* TEXT EXCERPT
════════
As an example, there was a thread today about the anniversary of the Tiananmen Massacre. When I was reading it, there were mostly posts critical of China in the thread and some whataboutist/denialist replies critical of the USA and the west. In terms of votes, the posts critical of China were definitely getting the most support.

I posted a comment in this thread linking to "https://archive.ph/2020.07.12-074312/https://imgur.com/a/AIIbbPs" (WARNING: graphical content), which describes aspects of the atrocities that aren't widely known even in the West, and supporting evidence. My comment was promptly removed for violating the "Be nice and civil" rule. When I looked back at the thread, I noticed that all posts critical of China had been removed while the whataboutist and denialist comments were left in place.

This is what the modlog of the instance looks like:

Definitely a trend there wouldn't you say?

When I called them out on their one sided censorship, with a screenshot of the modlog above, I promptly received a community ban on all communities on lemmy.ml that I had ever participated in.
════════
* Source data

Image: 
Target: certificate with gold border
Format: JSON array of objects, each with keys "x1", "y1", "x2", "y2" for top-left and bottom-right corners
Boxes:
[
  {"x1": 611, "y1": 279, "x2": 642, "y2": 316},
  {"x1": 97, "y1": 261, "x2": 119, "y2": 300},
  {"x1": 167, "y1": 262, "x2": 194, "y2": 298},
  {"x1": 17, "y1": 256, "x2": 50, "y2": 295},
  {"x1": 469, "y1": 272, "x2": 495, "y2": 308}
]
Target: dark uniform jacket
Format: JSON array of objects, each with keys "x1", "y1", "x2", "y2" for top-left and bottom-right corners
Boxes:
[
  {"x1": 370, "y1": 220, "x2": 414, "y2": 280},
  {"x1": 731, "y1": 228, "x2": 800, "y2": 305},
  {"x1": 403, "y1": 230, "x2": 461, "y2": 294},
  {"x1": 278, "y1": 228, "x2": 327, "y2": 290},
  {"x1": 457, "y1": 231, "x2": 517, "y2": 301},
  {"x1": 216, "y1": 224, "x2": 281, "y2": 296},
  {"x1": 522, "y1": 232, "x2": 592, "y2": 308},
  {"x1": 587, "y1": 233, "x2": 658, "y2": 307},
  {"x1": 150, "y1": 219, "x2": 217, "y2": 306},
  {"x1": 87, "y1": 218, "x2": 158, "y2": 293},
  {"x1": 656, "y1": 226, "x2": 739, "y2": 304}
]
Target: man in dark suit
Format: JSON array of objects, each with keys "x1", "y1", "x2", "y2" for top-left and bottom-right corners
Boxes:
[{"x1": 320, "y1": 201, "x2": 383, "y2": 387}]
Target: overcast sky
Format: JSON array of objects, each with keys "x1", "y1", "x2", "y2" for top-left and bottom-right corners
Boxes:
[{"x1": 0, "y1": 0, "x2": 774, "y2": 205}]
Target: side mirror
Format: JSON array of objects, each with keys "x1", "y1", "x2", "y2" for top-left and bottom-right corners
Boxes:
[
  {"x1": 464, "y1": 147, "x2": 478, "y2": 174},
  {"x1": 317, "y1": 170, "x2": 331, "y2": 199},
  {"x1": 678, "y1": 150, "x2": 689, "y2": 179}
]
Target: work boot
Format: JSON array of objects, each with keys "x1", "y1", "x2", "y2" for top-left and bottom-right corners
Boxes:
════════
* DIRECTIONS
(1) According to the forum post, which rule was the author's comment removed for violating?
(2) From the forum post, extract the passage from "I posted a comment" to "left in place.".
These records come from a separate source, not from the forum post.

* SOLUTIONS BELOW
(1) The "Be nice and civil" rule.

(2)
I posted a comment in this thread linking to "https://archive.ph/2020.07.12-074312/https://imgur.com/a/AIIbbPs" (WARNING: graphical content), which describes aspects of the atrocities that aren't widely known even in the West, and supporting evidence. My comment was promptly removed for violating the "Be nice and civil" rule. When I looked back at the thread, I noticed that all posts critical of China had been removed while the whataboutist and denialist comments were left in place.